Stefan:
Gaps in sequences will happen for the very
same reason that "AtLeastOnce" DA makes provision for hopelessly-lost
messages ("... or else an error will be raised.") for whatever
reason that may be.
Of course you can always make sure that the
current state of a sequence is fully acknowledged before sending the next
message on it and close a sequence at the first sign of trouble. But the price
of this no-gap policy would then be very high in performance loss.
Trying to reduce the opportunities for
message loss in various ways is welcome, but at the end of the day RM must still
plan for the worst case (which it already does with its DA error cases: there
is only so much the protocol can do, and beyond that the best we can ask is to accurately
report on errors, so that DAs are best fulfilled even in that case.)
Jacques
From: Stefan Batres
[mailto:stefanba@microsoft.com]
Sent: Wednesday, September 07,
2005 4:38 PM
To: Doug Davis;
ws-rx@lists.oasis-open.org
Subject: RE: [ws-rx] i0019 - a
formal proposal - take 2
Doug et al,
This, IMHO, is an example
of what I'm talking about. Is the very-large-message problem something
that this proposal is suited for? I don't think so (note that it
doesn't fit with "#1"); we're speculating that it might
be that an RMS wants to gracefully complete a sequence on which there are
messages that have not been acknowledged because transmission failed due to the
size of the messages. In my view, the problem in this case is not how to
complete a sequence with holes, but rather, dealing with very-large-messages.
For instance, a way to address that problem would be with a message
fragmentation protocol that would work on top of WS-RM. Another way might be to
fragment the messages at the app layer and reflect that in the contract. Yet
another way could be to limit the size of messages via policy. Like the use
case given before involving machine affinity and machine failure[1], there are
more appropriate ways to address this use case.

▶ TASKS:
A) Answer these questions about the thread on gaps in message sequences:
(i) In the reply signed Jacques, what would the price of a no-gap policy be?
(ii) On what day and at what time was Stefan Batres's message sent?
(iii) What kind of protocol does Stefan say could work on top of WS-RM?
B) Carry the thread on gaps in message sequences forward, starting after its last sentence.
The lines that come after this thread about gaps in message sequences have no connection to it.

▶ MATERIAL:
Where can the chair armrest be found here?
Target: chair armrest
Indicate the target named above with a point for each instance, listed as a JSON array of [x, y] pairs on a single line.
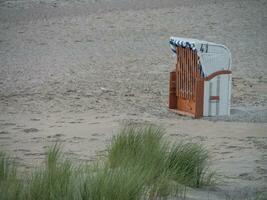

▶ WRITTEN RESPONSES:
A)
(i) It would be very high in performance loss.
(ii) Wednesday, September 07, 2005, at 4:38 PM.
(iii) A message fragmentation protocol.

B)
[1] http://www.oasis-open.org/apps/org/workgroup/ws-rx/email/archives/200508/msg00303.html
--Stefan
From: Doug Davis
[mailto:dug@us.ibm.com]
Sent: Wednesday, September 07,
2005 5:50 AM
To: ws-rx@lists.oasis-open.org
Subject: RE: [ws-rx] i0019 - a
formal proposal - take 2
Stefan,
The
proposal attempts to address the two issues, i019 and i028. Perhaps
you're looking to close the issues as invalid? During the course of these
discussions several use cases have been mentioned as possible situation in
which the issues mentioned i019 and i028 will occur. If you think those
use cases fit into the "#1" you mentioned, and you believe that case
to be rare then ok. I don't see the situations i019 and i028 talk about
as being rare nor do I think your "#1" is the only case. I
believe people have mentioned cases much less catastrophic, such as extremely
large messages just can not be delivered due to some network issues (sadly
something I run into quite a bit), that would still warrant the need for this
solution. But, I don't see the need to iterate all of them since the
entire point of the spec is that networks are not reliable and problems will
occur. So running into one that prevents us from getting 100% guaranteed
complete delivery every time isn't hard for me to imagine. But that's
just me.
thanks,
-Doug
"Stefan Batres"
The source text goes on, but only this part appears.